*WHAT YOU HAVE TO DO*.
Pull out every line in the material below that contains the word "instance". Case counts.

# start of DATA SUPPLIED

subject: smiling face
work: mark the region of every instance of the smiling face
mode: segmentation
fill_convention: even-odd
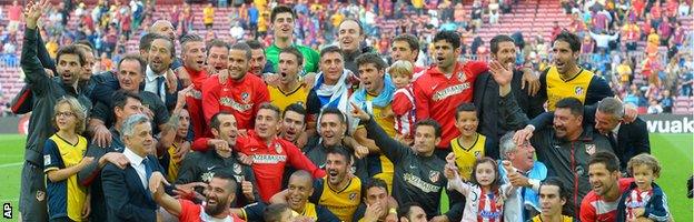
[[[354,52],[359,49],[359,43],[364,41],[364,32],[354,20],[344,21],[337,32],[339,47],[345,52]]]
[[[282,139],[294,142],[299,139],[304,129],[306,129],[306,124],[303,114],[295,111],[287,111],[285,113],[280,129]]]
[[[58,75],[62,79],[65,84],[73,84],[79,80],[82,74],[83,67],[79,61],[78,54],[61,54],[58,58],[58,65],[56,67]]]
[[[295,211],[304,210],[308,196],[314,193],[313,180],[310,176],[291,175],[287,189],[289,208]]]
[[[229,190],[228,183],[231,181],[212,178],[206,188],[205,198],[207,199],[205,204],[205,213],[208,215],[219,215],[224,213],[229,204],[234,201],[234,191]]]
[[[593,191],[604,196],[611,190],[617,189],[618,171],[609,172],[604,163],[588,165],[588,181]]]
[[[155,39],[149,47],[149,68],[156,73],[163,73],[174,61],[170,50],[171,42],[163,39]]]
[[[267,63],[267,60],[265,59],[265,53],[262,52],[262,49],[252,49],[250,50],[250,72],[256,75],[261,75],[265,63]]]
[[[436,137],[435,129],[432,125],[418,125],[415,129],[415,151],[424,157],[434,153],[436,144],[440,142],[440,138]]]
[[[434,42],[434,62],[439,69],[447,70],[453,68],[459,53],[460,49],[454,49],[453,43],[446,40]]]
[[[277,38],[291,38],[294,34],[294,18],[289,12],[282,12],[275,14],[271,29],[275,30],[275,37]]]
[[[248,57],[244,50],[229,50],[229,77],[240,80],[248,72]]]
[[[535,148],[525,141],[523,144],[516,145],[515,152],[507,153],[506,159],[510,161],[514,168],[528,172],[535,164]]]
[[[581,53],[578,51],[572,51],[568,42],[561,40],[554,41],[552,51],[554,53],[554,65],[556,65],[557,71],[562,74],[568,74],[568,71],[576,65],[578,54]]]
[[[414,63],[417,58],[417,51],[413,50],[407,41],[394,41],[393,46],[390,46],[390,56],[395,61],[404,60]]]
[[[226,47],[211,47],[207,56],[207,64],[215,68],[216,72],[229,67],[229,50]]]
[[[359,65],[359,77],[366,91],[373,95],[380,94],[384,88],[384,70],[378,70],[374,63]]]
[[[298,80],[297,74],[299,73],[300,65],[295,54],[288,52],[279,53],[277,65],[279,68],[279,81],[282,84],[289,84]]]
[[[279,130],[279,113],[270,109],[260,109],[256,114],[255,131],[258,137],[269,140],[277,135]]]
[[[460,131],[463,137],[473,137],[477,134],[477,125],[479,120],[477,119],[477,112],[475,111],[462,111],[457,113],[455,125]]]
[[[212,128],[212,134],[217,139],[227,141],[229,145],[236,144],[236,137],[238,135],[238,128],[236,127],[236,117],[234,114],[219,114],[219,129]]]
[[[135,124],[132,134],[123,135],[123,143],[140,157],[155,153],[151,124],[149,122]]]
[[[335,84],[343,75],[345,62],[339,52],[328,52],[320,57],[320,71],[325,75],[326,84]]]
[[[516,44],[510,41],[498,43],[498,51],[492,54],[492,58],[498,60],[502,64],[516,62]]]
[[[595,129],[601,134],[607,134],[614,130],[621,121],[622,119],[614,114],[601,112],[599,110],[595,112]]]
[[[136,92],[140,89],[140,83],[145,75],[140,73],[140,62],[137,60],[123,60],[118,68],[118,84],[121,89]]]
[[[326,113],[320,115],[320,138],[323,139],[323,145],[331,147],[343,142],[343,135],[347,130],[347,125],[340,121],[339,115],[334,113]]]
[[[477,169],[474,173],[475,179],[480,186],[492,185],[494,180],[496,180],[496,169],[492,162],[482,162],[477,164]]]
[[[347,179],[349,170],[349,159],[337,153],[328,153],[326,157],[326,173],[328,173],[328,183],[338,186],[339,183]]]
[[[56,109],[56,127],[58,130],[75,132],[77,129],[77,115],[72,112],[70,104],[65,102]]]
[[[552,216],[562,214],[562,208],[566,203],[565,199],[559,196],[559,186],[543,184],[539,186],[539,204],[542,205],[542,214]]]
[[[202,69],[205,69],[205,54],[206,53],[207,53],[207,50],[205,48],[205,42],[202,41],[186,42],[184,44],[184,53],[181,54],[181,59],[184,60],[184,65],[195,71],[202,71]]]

# end of DATA SUPPLIED
# start of DATA SUPPLIED

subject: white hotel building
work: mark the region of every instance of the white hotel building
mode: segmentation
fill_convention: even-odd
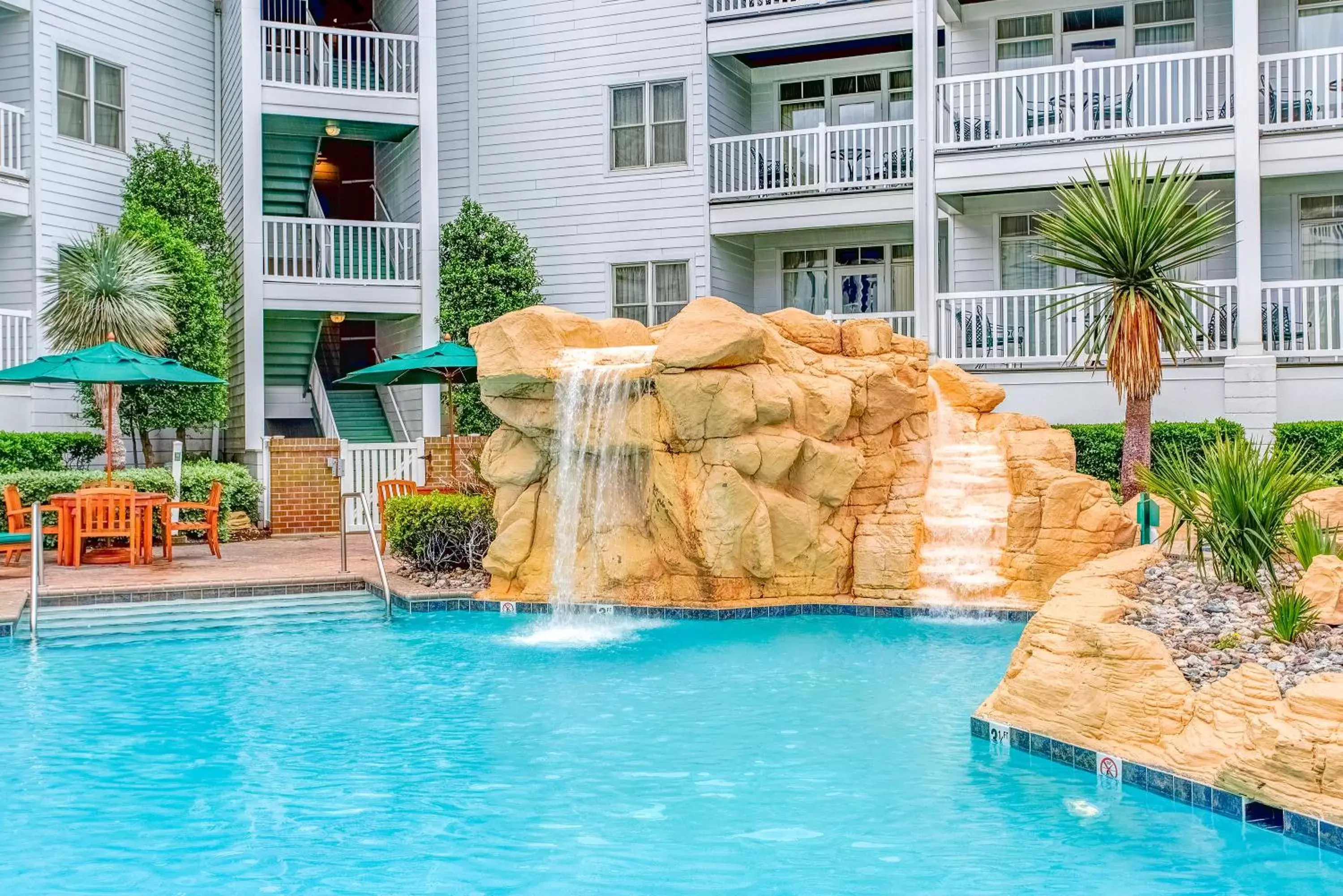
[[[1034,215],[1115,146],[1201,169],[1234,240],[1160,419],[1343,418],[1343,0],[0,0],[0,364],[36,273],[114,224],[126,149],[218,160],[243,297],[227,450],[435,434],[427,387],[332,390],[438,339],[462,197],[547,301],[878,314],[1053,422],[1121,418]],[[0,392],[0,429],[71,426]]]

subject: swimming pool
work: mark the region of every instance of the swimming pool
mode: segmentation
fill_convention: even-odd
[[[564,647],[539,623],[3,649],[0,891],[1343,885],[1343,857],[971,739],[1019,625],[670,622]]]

# end of DATA SUPPLIED

*ANSWER TO THIS EXERCISE*.
work: mark the region of every instance of the smiling face
work: mark the region of every instance of the white hotel building
work: mark the region of every instance of the swimming pool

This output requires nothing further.